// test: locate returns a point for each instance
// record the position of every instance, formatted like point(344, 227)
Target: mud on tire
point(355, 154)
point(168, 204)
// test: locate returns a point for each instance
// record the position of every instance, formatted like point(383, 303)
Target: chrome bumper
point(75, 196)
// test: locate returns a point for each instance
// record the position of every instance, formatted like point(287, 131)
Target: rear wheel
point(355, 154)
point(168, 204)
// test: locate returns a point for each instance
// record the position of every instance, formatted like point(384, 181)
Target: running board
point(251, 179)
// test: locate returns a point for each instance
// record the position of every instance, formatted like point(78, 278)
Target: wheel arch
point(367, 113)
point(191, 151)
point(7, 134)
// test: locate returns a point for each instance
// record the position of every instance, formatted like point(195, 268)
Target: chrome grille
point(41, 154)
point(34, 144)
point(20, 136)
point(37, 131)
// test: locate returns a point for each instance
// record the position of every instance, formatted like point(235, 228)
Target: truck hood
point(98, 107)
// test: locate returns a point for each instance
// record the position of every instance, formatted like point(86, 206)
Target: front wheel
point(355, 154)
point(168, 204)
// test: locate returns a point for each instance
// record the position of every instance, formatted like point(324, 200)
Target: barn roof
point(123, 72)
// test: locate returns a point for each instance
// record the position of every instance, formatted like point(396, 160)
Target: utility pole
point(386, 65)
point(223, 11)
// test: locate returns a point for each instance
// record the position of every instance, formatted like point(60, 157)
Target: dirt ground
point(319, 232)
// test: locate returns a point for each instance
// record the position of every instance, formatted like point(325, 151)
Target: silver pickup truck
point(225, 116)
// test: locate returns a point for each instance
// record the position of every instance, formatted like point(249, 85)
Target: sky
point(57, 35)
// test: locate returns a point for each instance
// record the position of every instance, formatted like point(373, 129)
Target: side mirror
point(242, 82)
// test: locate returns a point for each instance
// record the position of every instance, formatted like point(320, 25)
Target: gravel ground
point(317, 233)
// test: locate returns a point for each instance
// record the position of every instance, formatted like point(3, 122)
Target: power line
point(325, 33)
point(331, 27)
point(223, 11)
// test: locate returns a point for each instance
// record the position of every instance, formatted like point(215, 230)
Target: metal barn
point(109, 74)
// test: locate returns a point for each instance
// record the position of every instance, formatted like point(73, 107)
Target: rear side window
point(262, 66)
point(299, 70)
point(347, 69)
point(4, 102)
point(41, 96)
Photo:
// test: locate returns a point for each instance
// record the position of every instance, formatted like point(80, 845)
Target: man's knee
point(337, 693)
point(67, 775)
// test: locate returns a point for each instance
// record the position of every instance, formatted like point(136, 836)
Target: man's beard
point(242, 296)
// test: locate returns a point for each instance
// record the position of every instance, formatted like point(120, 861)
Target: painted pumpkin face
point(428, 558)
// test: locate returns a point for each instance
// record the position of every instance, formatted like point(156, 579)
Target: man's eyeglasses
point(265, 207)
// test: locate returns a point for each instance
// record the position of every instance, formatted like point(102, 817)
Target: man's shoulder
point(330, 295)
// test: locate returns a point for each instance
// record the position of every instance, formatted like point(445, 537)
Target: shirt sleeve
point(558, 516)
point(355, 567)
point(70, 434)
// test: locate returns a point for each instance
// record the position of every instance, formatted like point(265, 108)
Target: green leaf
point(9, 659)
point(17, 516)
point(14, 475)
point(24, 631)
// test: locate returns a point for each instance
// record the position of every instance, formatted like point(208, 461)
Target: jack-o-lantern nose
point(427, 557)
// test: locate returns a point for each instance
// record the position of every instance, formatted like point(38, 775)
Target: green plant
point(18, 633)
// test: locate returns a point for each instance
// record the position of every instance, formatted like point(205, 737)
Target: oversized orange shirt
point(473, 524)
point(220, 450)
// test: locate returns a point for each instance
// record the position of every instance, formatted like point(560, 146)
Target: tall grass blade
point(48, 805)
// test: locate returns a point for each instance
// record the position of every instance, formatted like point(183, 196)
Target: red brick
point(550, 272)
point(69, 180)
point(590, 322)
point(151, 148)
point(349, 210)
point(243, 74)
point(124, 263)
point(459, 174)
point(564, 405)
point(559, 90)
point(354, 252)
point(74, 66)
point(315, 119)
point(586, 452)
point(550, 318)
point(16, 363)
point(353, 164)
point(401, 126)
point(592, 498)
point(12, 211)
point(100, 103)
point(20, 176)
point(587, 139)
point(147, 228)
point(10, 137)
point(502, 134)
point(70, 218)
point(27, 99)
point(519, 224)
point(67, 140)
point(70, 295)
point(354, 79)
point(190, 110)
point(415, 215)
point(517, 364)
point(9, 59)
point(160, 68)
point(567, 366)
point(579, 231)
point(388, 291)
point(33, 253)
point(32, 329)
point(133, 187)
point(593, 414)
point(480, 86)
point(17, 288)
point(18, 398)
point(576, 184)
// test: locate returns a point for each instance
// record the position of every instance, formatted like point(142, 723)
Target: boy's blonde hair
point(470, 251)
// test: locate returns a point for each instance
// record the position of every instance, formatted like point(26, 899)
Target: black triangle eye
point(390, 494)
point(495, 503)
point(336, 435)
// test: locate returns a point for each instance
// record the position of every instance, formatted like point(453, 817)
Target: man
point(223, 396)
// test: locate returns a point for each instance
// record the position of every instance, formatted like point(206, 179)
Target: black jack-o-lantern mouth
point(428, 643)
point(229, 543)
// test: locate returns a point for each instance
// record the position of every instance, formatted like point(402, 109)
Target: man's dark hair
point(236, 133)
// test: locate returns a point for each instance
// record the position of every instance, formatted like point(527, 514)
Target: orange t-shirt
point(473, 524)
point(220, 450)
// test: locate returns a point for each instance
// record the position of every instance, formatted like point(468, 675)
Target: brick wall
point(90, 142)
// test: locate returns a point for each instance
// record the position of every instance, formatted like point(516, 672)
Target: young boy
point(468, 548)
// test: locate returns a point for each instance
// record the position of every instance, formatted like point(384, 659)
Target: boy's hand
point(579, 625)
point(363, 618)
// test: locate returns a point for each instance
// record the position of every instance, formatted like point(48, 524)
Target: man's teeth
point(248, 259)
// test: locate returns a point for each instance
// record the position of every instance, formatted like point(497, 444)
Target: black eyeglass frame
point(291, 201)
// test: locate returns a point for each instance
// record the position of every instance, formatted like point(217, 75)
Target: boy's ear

**Stated task:** Reproduce all of the items above line for line, with no changes.

**Problem solution:**
// test: locate returns a point for each instance
// record the position of every instance, formatted like point(344, 227)
Target: mud on tire
point(355, 154)
point(168, 204)
// test: locate returns a point for each instance
// record the position of every instance, formatted like point(383, 303)
Target: chrome bumper
point(75, 196)
// test: locate returns a point for each instance
// record the position of every instance, formatted like point(287, 131)
Target: rear wheel
point(355, 154)
point(168, 204)
// test: locate returns a point for each instance
// record the position of every instance, formatted like point(384, 181)
Target: running board
point(251, 179)
// test: locate returns a point for each instance
// record the position of every instance, formatted like point(78, 278)
Target: wheel arch
point(367, 113)
point(191, 151)
point(7, 134)
// test: locate returns a point for each instance
// record the position of every instance, formatted like point(195, 268)
Target: chrome grille
point(41, 154)
point(34, 144)
point(20, 136)
point(37, 131)
// test: locate returns a point for each instance
// record the position of every instance, formatted like point(235, 228)
Target: truck hood
point(98, 107)
// test: locate returns a point for each instance
// record the position of every instance, formatted like point(86, 206)
Target: front wheel
point(355, 154)
point(168, 204)
// test: locate returns a point for each instance
// record the position of every instance, formatted like point(324, 200)
Target: barn roof
point(123, 72)
// test: locate returns a point for each instance
// record the position of every instance, formatted like point(396, 160)
Target: utility pole
point(386, 65)
point(223, 11)
// test: locate returns a point for each instance
// record the position of every instance, formatted like point(60, 157)
Target: dirt ground
point(319, 232)
// test: locate returns a point for each instance
// record the position of every instance, formatted like point(325, 151)
Target: silver pickup truck
point(225, 116)
// test: locate returns a point for each instance
// record the position of every instance, formatted like point(249, 85)
Target: sky
point(57, 35)
// test: locate returns a point for each instance
// record the position of every instance, formatted like point(373, 129)
Target: side mirror
point(242, 82)
// test: locate returns a point for each instance
// record the position of every instance, formatted like point(320, 25)
Target: gravel ground
point(317, 233)
// test: locate returns a point for each instance
// record the position of every instance, formatted like point(3, 122)
Target: power line
point(325, 33)
point(331, 27)
point(223, 11)
// test: locate returns a point for each instance
// record the position of every instance, formatted like point(215, 230)
Target: metal barn
point(109, 74)
// test: locate returns a point for each instance
// record the position of every instance, formatted like point(73, 107)
Target: rear side window
point(262, 66)
point(299, 70)
point(347, 69)
point(4, 102)
point(41, 96)
Photo:
// test: locate returns a point for each instance
// record the position of every instance, formatted like point(80, 845)
Target: man's knee
point(337, 693)
point(67, 775)
// test: locate returns a point for each instance
// record the position of every instance, formatted like point(136, 836)
Target: man's beard
point(242, 296)
// test: locate returns a point for each instance
// record the position of every instance, formatted like point(120, 861)
Target: painted pumpkin face
point(428, 558)
// test: locate returns a point for each instance
// record the position of every instance, formatted like point(156, 579)
Target: man's eyeglasses
point(265, 207)
// test: locate returns a point for each instance
// record the position of every instance, formatted like point(102, 817)
Target: man's shoulder
point(330, 295)
// test: locate returns a point for each instance
// record the position of every instance, formatted like point(445, 537)
Target: shirt sleeve
point(558, 516)
point(355, 567)
point(70, 434)
// test: locate returns a point for each instance
// record the position of every instance, formatted like point(265, 108)
Target: green leaf
point(9, 659)
point(17, 516)
point(14, 475)
point(24, 631)
// test: locate returns a point for each instance
// record the position of every instance, formatted like point(208, 461)
Target: jack-o-lantern nose
point(427, 557)
// test: locate returns a point for each instance
// record the position of every instance, formatted like point(38, 775)
Target: green plant
point(18, 633)
// test: locate returns a point for each instance
// record the position of every instance, formatted like point(205, 737)
Target: oversized orange shirt
point(473, 524)
point(220, 450)
// test: locate returns a point for each instance
// record the position of every instance, formatted like point(560, 146)
Target: tall grass blade
point(48, 805)
// test: locate returns a point for each instance
// record the position of every instance, formatted like point(183, 196)
Target: red brick
point(550, 272)
point(69, 180)
point(590, 322)
point(151, 148)
point(349, 210)
point(243, 74)
point(124, 263)
point(459, 174)
point(564, 405)
point(559, 90)
point(354, 252)
point(74, 66)
point(315, 119)
point(586, 452)
point(550, 318)
point(16, 363)
point(353, 164)
point(401, 126)
point(592, 498)
point(12, 211)
point(100, 103)
point(20, 176)
point(587, 139)
point(147, 228)
point(10, 137)
point(502, 134)
point(70, 218)
point(27, 99)
point(519, 224)
point(67, 140)
point(70, 295)
point(354, 79)
point(190, 110)
point(415, 215)
point(517, 364)
point(9, 59)
point(160, 68)
point(567, 366)
point(579, 231)
point(388, 291)
point(33, 253)
point(32, 329)
point(133, 187)
point(593, 414)
point(480, 86)
point(17, 288)
point(18, 398)
point(576, 184)
// test: locate returns a point for each instance
// record the position of every instance, formatted like point(142, 723)
Target: boy's blonde hair
point(470, 251)
// test: locate returns a point for each instance
// record the position of every instance, formatted like point(26, 899)
Target: black triangle eye
point(390, 494)
point(495, 503)
point(336, 435)
// test: locate returns a point for each instance
// record the position of every instance, formatted like point(453, 817)
Target: man
point(223, 396)
// test: locate returns a point for each instance
// record the position of every instance, formatted like point(206, 179)
Target: black jack-o-lantern mouth
point(428, 643)
point(229, 543)
// test: locate returns a point for each instance
// record the position of every instance, formatted like point(402, 109)
Target: man's dark hair
point(236, 133)
// test: locate returns a point for each instance
// record the position of every instance, formatted like point(527, 514)
Target: orange t-shirt
point(473, 524)
point(220, 450)
// test: locate returns a point for each instance
// record the position of every instance, formatted like point(468, 675)
Target: brick wall
point(90, 142)
// test: locate returns a point for each instance
// record the position of every instance, formatted like point(516, 672)
Target: young boy
point(468, 548)
// test: locate returns a point for each instance
// record the position of every instance, formatted like point(384, 659)
Target: boy's hand
point(579, 625)
point(363, 618)
// test: locate returns a point for each instance
// record the position of every instance, formatted like point(48, 524)
Target: man's teeth
point(248, 259)
// test: locate returns a point for each instance
// record the position of every instance, formatted like point(497, 444)
Target: black eyeglass frame
point(291, 201)
// test: locate returns a point for each instance
// record the position of every instance, formatted like point(217, 75)
Target: boy's ear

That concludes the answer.